━━━━━ TEXTAUSZUG ━━━━━

Dabei war es ein gutes Jahr für das Fünf-Seen-Filmfestival: Die vor zwei Jahren getroffene Entscheidung, die Veranstaltung vom heißen Juli in den kinowetterfreundlicheren September zu verschieben, scheint sich auszuzahlen. Obwohl man dieses Jahr zwei Tage weniger spielt, kamen an den neun Festivaltagen nach Veranstalterangaben mehr als 21 000 Besucher, circa tausend mehr als 2018. Insgesamt sahen sie um die 150 Spiel-, Dokumentar- und Kurzfilme, die besten davon werden während der vierstündigen Dampferfahrt ausgezeichnet. Das ist eine Premiere, bisher ging es auf dem Schiff vorrangig um Kurzfilme. Das Kurzfilmprogramm gibt es immer noch, die Gäste dürfen abstimmen: Das "Goldene Glühwürmchen" für den besten Kurzfilm geht an "Voice Over", eine charmant-verspielte Produktion, in der ein deutscher Synchronsprecher sich mit einem englischsprachigen Schauspieler anlegt, den er zu synchronisieren hat.

━━━━━

AUFGABEN:
A) Beantworte die folgenden Fragen zum Textauszug über das Fünf-Seen-Filmfestival:
(i) In welchen Monat wurde die Veranstaltung verschoben?
(ii) Wie viele Besucher kamen nach Veranstalterangaben an den neun Festivaltagen?
(iii) Welcher Film erhält das „Goldene Glühwürmchen“?
B) Fasse den Textauszug über das Fünf-Seen-Filmfestival in zwei Sätzen zusammen.

━━━━━ GESPEICHERTE DATEN ━━━━━

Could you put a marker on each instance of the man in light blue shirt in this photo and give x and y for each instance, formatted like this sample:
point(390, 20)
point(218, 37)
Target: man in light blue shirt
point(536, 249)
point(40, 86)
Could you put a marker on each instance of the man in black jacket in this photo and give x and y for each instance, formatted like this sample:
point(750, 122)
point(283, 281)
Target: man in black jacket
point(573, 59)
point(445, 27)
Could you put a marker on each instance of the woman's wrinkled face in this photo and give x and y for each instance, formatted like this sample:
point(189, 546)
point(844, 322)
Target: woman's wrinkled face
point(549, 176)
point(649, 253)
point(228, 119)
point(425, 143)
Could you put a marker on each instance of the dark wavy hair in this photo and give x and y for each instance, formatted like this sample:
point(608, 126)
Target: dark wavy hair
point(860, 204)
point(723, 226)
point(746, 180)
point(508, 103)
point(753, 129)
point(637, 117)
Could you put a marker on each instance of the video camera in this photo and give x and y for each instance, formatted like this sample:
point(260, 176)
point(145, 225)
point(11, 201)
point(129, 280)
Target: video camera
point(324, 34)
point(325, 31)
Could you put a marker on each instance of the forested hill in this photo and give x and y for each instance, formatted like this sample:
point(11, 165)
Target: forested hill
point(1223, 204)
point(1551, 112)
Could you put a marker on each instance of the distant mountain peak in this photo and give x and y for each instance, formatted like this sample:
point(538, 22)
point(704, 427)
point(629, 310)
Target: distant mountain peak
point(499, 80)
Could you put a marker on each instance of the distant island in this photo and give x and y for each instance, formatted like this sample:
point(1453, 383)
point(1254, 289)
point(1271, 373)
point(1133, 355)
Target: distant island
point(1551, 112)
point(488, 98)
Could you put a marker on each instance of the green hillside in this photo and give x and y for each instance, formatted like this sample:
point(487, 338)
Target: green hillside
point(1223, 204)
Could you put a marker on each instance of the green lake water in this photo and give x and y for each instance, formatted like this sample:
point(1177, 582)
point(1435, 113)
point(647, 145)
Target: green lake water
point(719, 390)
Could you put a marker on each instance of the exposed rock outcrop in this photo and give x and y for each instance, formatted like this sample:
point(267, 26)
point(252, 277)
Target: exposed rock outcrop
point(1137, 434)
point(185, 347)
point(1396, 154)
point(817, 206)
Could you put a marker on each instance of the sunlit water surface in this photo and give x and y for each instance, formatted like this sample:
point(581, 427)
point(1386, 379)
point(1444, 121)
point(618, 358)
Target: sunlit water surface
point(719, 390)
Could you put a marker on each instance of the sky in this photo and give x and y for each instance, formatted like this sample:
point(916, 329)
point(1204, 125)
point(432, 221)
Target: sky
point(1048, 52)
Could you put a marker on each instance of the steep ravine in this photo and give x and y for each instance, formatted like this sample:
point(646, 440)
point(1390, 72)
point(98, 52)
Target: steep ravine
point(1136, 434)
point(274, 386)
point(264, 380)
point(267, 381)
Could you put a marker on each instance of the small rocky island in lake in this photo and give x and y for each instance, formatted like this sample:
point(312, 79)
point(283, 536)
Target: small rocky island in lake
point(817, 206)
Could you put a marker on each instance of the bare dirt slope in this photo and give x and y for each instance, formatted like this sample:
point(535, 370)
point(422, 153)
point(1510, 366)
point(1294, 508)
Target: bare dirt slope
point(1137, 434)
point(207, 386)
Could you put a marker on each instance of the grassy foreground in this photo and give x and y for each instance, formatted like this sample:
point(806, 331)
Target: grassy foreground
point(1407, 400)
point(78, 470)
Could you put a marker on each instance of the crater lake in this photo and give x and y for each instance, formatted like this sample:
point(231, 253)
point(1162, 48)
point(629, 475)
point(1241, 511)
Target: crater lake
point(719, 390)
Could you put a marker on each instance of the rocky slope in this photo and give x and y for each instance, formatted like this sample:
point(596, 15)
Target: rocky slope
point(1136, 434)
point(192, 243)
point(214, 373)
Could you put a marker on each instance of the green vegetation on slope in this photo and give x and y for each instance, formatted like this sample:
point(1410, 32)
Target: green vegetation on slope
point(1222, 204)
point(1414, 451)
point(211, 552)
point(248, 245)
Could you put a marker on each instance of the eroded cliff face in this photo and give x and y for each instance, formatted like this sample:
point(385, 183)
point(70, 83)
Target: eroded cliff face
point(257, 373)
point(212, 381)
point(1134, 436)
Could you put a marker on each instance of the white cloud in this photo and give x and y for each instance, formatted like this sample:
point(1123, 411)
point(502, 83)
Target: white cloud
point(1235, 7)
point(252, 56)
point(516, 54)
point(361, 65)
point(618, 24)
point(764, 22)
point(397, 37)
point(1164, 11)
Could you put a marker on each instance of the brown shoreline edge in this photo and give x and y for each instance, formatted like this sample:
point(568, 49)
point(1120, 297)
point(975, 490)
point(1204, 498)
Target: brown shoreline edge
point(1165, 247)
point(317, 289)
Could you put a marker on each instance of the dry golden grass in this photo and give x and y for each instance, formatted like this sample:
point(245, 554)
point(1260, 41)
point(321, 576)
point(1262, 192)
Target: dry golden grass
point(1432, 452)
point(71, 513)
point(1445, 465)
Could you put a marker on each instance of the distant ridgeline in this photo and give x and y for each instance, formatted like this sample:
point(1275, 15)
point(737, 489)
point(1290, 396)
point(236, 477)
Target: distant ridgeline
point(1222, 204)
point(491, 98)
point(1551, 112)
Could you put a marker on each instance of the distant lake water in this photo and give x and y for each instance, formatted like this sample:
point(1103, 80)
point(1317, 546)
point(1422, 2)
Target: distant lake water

━━━━━

LÖSUNGEN:
A)
(i) In den September.
(ii) Mehr als 21 000 Besucher.
(iii) „Voice Over“.

B) Das Fünf-Seen-Filmfestival, das vor zwei Jahren vom Juli in den September verlegt wurde, kam an neun Festivaltagen nach Veranstalterangaben auf mehr als 21 000 Besucher, etwa tausend mehr als 2018. Die besten der rund 150 Filme werden erstmals während der vierstündigen Dampferfahrt ausgezeichnet, und das von den Gästen vergebene „Goldene Glühwürmchen“ für den besten Kurzfilm geht an „Voice Over“.